What is asked | Restate the records below word for word.

[Begin]

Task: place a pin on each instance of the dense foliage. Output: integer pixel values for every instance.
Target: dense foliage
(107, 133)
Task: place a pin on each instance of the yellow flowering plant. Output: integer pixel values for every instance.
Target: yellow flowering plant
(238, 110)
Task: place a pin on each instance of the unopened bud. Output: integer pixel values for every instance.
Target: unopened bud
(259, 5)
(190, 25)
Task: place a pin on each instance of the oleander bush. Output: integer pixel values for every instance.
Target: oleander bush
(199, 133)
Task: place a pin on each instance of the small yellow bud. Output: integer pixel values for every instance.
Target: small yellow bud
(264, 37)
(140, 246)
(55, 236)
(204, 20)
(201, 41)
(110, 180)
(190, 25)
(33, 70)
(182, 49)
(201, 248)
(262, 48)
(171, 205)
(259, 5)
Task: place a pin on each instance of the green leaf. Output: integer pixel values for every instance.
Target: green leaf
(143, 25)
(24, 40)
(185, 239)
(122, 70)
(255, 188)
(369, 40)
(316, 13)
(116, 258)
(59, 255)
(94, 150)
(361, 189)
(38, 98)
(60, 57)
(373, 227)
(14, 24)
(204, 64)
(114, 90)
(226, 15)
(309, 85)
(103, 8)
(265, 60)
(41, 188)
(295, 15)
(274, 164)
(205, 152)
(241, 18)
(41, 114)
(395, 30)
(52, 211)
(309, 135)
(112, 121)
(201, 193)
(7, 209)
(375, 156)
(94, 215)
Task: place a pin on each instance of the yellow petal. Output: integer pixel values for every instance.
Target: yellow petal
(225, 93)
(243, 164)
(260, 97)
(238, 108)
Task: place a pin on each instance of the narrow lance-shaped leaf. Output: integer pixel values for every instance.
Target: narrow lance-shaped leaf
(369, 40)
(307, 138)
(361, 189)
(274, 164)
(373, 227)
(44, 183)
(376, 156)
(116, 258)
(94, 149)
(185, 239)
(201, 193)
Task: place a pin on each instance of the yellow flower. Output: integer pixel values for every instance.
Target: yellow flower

[End]

Task output |
Task: place a pin on each instance of the dense foliage. Output: integer pixel values for every instance.
Target: dense foliage
(107, 133)
Task: place a pin on each instance of the yellow flowering plant. Output: integer pixel values for every instance.
Target: yellow flowering plant
(238, 110)
Task: place a pin on each instance of the unopened bud. Output: integer pixel values for every instance.
Target: unopened bud
(259, 5)
(190, 25)
Task: place a pin on each instance of the oleander bush. Output: integer pixel values for every instance.
Target: oleander bush
(199, 133)
Task: place a pin on each instance of the small yellow bud. Output: integer pixel values for every instance.
Target: small yellow bud
(264, 37)
(140, 246)
(55, 236)
(204, 20)
(201, 41)
(110, 180)
(190, 25)
(33, 70)
(182, 49)
(201, 248)
(262, 48)
(171, 205)
(259, 5)
Task: place a pin on each instance of the green leaf. Output: integer pixel values for every instance.
Target: green leaf
(143, 25)
(24, 40)
(185, 239)
(122, 70)
(255, 188)
(369, 40)
(316, 13)
(116, 258)
(59, 255)
(94, 150)
(361, 189)
(38, 98)
(60, 57)
(373, 227)
(14, 24)
(204, 64)
(114, 90)
(226, 15)
(309, 85)
(103, 8)
(265, 60)
(41, 188)
(295, 15)
(274, 164)
(205, 152)
(241, 18)
(41, 114)
(395, 30)
(52, 211)
(309, 135)
(112, 121)
(201, 193)
(7, 209)
(375, 156)
(94, 215)
Task: place a pin on each instance of the yellow petal. Output: integer pixel values for every instance.
Target: yellow petal
(225, 93)
(243, 164)
(260, 97)
(238, 108)
Task: place a pin on each instance of the narrow lance-shaped leaf. Output: integer pixel values for every instance.
Target: narrow lance-shaped leaf
(369, 40)
(307, 138)
(361, 189)
(274, 164)
(373, 227)
(44, 183)
(376, 156)
(116, 258)
(94, 149)
(185, 239)
(201, 193)
Task: place a pin on each instance of the yellow flower. Output: integer pixel values for every instance.
Target: yellow flower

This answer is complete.